Location identification items:
--------------------

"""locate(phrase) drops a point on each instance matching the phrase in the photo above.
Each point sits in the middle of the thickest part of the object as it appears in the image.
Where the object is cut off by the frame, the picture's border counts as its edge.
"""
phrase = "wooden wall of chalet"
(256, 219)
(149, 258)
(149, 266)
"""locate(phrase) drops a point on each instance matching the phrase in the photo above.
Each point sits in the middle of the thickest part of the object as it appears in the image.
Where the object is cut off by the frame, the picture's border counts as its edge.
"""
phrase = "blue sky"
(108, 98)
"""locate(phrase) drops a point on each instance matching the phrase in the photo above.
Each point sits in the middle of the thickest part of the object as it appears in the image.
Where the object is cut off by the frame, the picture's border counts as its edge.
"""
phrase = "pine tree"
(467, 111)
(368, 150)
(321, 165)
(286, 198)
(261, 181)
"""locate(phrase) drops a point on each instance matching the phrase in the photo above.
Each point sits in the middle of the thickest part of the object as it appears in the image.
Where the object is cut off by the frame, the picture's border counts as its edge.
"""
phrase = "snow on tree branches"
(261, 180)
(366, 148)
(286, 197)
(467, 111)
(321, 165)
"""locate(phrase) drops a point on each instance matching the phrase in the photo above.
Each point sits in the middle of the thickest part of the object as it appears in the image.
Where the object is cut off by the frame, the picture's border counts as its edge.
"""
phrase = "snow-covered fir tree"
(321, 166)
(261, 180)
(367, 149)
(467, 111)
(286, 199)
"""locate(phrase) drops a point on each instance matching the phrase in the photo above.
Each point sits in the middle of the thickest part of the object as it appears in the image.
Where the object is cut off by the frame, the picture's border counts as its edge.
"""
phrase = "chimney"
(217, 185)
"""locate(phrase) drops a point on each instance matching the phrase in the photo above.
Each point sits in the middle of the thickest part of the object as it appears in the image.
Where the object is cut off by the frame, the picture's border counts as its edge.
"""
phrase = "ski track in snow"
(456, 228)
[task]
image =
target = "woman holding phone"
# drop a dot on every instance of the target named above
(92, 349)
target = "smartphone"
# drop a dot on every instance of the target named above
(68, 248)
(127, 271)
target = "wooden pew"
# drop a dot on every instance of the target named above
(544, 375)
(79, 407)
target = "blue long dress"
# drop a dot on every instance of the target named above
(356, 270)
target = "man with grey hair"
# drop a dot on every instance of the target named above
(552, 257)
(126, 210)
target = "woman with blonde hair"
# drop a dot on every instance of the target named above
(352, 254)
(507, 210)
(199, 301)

--------------------

EXERCISE INSTRUCTIONS:
Reproduce the material verbatim, line by line.

ANSWER TO THE EXERCISE:
"""locate(phrase) drops a point on each instance matching the phrase in the photo above.
Each point sits in the middle of the thickest part of the object as it appears in the image.
Where the object is cut off by the frame, the picture's border counts as its edge.
"""
phrase = "wooden wall of chalet"
(256, 219)
(149, 258)
(149, 266)
"""locate(phrase) drops a point on each instance matching the phrase in the photo above.
Each point sits in the middle of the thickest part of the object as it appears in the image.
Where the object is cut off by the frame, the picture's border counts as its edge.
"""
phrase = "blue sky"
(108, 98)
"""locate(phrase) drops a point on each instance matching the phrase in the photo above.
Each point sits in the middle of the thickest part of the object as it appears in the image.
Where the object is cut off by the frame, the picture's border counts as its edge.
"""
phrase = "pine tree"
(467, 111)
(368, 150)
(321, 165)
(286, 198)
(261, 181)
"""locate(phrase) drops a point on each instance matching the phrase in the photo above.
Each point sits in the middle of the thickest part of the object as it appears in the image.
Where the object is cut off by the frame, the picture's border counts as its edge.
"""
phrase = "snow on tree branches"
(261, 180)
(366, 148)
(286, 197)
(467, 111)
(321, 165)
"""locate(phrase) drops a point on each instance matching the phrase in the photo above.
Each point sits in the middle of the thickest part of the object as it appears in the image.
Where the object is cut off by the frame, the picture's border counts as its edge.
"""
phrase = "snow-covered fir tree"
(321, 166)
(261, 180)
(367, 149)
(467, 111)
(286, 199)
"""locate(phrase) drops a point on each instance matching the phrase in the photo above.
Each point sits in the middle of the thickest part of the object as it appears in the image.
Where the object is cut off by the frame, the picture's border counts as its edge.
"""
phrase = "chimney"
(217, 185)
"""locate(phrase) drops a point on each instance matching the phrase in the photo above.
Each point sits in the middle of the thickest part of the object as it appears in the image.
Where the object is cut off by the frame, the picture's border counts as its edge.
"""
phrase = "ski track in snow"
(456, 228)
[task]
image =
target = "woman holding phone"
# drop a dot on every instance of the target named above
(92, 349)
target = "smartphone"
# drop a dot on every instance of the target named above
(68, 248)
(127, 271)
target = "wooden pew"
# drop a dot on every instance of the target named above
(544, 375)
(79, 407)
target = "blue long dress"
# drop a dot on every instance of the target named above
(356, 270)
target = "man with grey hair"
# drop a dot on every instance of the target named above
(552, 257)
(126, 210)
target = "woman with blonde hair"
# drop a dot on every instance of the target named above
(352, 254)
(507, 210)
(199, 301)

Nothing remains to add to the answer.